Exercise:
Write out the data below exactly as given, without any of its pictures.
━━━ Raw data ━━━
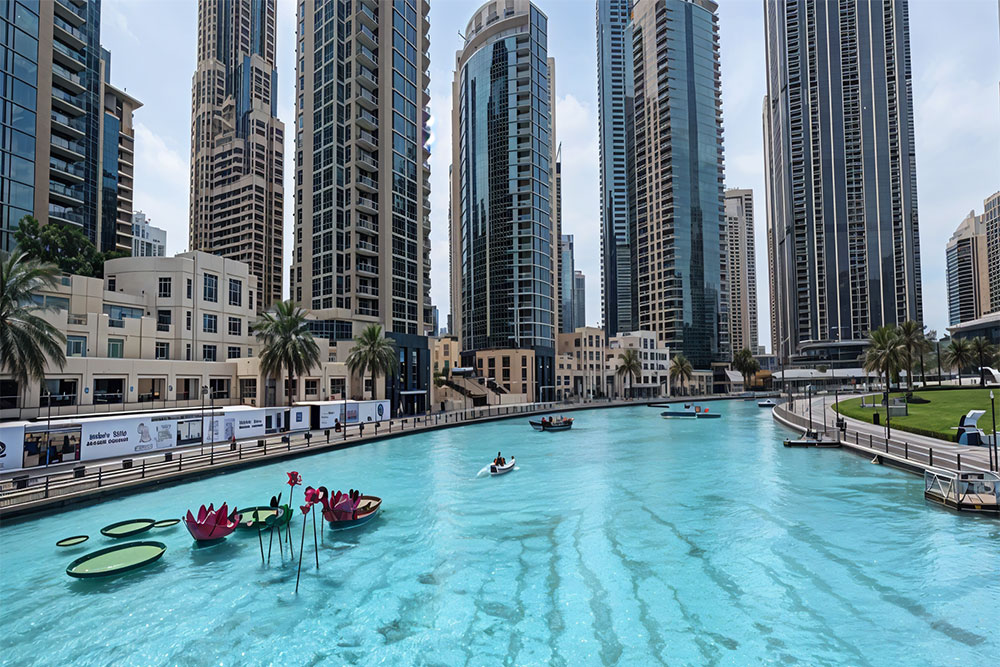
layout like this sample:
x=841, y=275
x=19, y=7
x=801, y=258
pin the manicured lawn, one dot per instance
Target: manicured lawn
x=936, y=418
━━━
The response:
layout like this sample:
x=841, y=275
x=19, y=7
x=801, y=258
pin the manicured lawn, one dot per instance
Target: manicured lawn
x=936, y=418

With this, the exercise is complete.